Start SOURCE MATERIAL

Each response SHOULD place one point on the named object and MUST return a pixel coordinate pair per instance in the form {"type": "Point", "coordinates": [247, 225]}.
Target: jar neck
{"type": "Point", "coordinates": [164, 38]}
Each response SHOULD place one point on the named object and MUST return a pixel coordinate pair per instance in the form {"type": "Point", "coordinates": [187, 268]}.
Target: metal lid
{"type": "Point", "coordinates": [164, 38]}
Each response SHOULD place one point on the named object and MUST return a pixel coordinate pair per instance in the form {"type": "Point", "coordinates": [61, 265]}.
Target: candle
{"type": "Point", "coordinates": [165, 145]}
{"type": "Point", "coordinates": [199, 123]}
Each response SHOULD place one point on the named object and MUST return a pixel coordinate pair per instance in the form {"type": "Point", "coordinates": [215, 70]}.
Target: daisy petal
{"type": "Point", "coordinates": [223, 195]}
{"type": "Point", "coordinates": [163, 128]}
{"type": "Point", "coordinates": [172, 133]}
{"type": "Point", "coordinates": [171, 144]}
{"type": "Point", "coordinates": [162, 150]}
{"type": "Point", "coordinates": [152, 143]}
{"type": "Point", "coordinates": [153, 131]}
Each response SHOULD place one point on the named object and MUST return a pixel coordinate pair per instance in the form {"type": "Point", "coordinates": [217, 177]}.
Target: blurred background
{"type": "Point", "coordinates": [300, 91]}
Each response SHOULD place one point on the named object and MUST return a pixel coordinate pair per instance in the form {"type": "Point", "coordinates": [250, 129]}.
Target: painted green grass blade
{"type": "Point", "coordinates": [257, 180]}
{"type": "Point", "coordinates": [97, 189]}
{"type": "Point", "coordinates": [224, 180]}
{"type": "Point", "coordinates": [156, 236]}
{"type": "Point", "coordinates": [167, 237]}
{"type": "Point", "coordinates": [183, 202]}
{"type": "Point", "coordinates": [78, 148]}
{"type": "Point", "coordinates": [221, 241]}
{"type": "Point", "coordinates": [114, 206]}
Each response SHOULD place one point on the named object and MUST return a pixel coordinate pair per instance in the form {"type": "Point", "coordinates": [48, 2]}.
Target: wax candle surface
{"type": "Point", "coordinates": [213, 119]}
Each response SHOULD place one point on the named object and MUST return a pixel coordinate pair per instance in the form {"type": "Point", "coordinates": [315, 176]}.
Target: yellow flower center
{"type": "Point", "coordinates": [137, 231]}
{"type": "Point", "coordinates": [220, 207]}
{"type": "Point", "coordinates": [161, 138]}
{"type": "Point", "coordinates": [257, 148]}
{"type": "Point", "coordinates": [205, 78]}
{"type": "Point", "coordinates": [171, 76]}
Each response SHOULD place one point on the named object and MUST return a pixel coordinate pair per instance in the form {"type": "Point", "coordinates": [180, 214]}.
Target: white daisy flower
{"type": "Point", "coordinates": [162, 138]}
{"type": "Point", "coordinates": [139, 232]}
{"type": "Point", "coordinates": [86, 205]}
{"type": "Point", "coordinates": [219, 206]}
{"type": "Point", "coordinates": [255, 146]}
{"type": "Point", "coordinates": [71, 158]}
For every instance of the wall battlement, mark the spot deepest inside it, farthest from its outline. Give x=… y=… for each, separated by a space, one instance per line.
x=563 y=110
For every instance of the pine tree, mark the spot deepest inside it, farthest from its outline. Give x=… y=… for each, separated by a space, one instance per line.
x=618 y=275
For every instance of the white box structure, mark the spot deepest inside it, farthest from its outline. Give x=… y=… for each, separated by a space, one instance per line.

End SOURCE MATERIAL

Extract the lines of the listing verbatim, starting at the line containing "For every instance of the wall" and ending at the line containing "x=618 y=275", with both of those lines included.

For every instance of the wall battlement, mark the spot deepest inside it, farthest from its outline. Give x=… y=… for each, separated by a space, one instance per line.
x=563 y=110
For every instance of the pine tree, mark the spot deepest inside it, farthest from its outline. Give x=… y=… for each, separated by a space, one instance per line.
x=618 y=275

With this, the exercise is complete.